# Exercise
Each entry below should be written out exactly as it is, with no pictures.

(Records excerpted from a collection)

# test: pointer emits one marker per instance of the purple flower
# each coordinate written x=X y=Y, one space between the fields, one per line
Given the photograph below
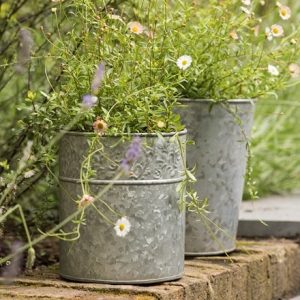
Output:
x=98 y=77
x=133 y=153
x=25 y=47
x=89 y=101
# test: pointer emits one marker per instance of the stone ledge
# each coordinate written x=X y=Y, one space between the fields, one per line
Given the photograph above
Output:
x=258 y=270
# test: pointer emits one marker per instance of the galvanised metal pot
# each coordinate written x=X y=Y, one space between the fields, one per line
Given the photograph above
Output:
x=220 y=157
x=153 y=250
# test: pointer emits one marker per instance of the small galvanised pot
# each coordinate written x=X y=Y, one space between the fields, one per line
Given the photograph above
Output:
x=220 y=132
x=153 y=250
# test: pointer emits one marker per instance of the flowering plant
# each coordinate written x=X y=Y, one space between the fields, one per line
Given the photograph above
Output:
x=233 y=50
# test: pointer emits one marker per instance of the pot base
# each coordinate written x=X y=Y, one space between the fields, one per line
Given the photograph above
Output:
x=191 y=254
x=115 y=282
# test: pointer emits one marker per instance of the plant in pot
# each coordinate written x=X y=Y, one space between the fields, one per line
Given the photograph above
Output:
x=122 y=161
x=228 y=56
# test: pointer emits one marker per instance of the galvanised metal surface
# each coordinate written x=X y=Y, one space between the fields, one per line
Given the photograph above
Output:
x=153 y=250
x=220 y=157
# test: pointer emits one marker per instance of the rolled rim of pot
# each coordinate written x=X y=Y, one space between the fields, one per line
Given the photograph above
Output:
x=141 y=134
x=230 y=101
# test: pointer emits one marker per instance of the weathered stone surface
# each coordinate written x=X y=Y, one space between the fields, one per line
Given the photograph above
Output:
x=258 y=270
x=280 y=213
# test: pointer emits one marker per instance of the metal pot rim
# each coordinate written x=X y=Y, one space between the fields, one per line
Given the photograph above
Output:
x=231 y=101
x=142 y=134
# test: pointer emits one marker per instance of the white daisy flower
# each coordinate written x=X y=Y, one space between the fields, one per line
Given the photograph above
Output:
x=122 y=227
x=273 y=70
x=285 y=12
x=183 y=62
x=277 y=30
x=245 y=10
x=294 y=70
x=136 y=27
x=86 y=200
x=246 y=2
x=233 y=34
x=268 y=34
x=29 y=174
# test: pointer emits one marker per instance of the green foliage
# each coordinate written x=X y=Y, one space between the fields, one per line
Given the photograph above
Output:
x=231 y=52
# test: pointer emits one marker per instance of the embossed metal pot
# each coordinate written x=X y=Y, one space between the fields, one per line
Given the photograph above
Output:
x=220 y=157
x=153 y=250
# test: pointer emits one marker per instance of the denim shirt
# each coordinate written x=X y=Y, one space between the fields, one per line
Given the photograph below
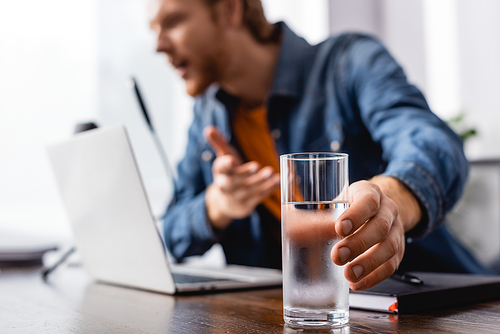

# Task response
# test: pointer emits one marker per instance of the purple flower
# each coordinate written x=X y=Y, one space between the fields, one per line
Given the photograph below
Output:
x=98 y=77
x=133 y=153
x=25 y=47
x=89 y=101
# test: pointer emits one marker per instance of the stone ledge
# each coordinate written x=X y=Y, one space between the fields, one per line
Given the photograph above
Output:
x=258 y=270
# test: pointer emits one marker per instance of the galvanised metal pot
# each coordinate written x=X y=Y, one space between the fields, one per line
Given the photograph above
Output:
x=220 y=157
x=153 y=250
# test: pointer emits one marker per instance of the small galvanised pot
# each coordinate written x=X y=Y, one space between the fields, one per line
Given the photograph above
Output:
x=220 y=132
x=153 y=250
# test: pointer emits one marker per instance of the flowering plant
# each coordinate written x=X y=Y, one space between the fields, one per line
Given the photograph above
Output:
x=233 y=50
# test: pointer emits one marker per instance of the pot base
# each coordinate written x=X y=Y, one space between the fields, one per line
Given the photograph above
Output:
x=191 y=254
x=115 y=282
# test: pointer emits one marker per instance of the plant in pot
# each coordinate written x=X y=Y, one space between the fields, one per line
Given the photograph above
Output:
x=122 y=161
x=228 y=56
# test: pointer emits one marker per instance of the galvanised metal surface
# each coordinate written x=X y=Y, one space between the fields, one per line
Given the photograph above
Output:
x=153 y=250
x=220 y=157
# test: pointer emits one marker per instance of the rolled rim of pot
# each coordinate written x=X y=Y, one space between the fields, one per line
Given the photograph above
Output:
x=141 y=134
x=230 y=101
# test: pointer emits one marker per instance of the weathered stone surface
# each coordinate written x=X y=Y, one space between the fields, one per line
Given the photograph above
Output:
x=258 y=270
x=280 y=213
# test: pointer emits one marker per instance of the metal pot rim
# each coordinate written x=X y=Y, one space between the fields, one per line
Given the photograph above
Output:
x=231 y=101
x=142 y=134
# test: pointer emits one marker per instance of the white daisy flower
# each coordinate written x=X y=Y, one space between the fields, one per line
Given the photograph above
Output:
x=122 y=227
x=273 y=70
x=285 y=12
x=183 y=62
x=277 y=30
x=245 y=10
x=294 y=70
x=136 y=27
x=86 y=200
x=246 y=2
x=233 y=34
x=268 y=34
x=29 y=174
# test: pointer emits one marker per instance of the green foliage
# each coordinate written x=X y=Y, one space between the fields, one per line
Given the photograph above
Output:
x=231 y=52
# test: pointer emits one marker per instance of the embossed metal pot
# each coordinate written x=X y=Y, one space between the fields, one per line
Given the photograph above
Output:
x=220 y=157
x=153 y=250
# test: pointer emits one marker per instance of the denim shirt
# each coordinate written x=X y=Y, one space between the fields, one per line
Given the photograph below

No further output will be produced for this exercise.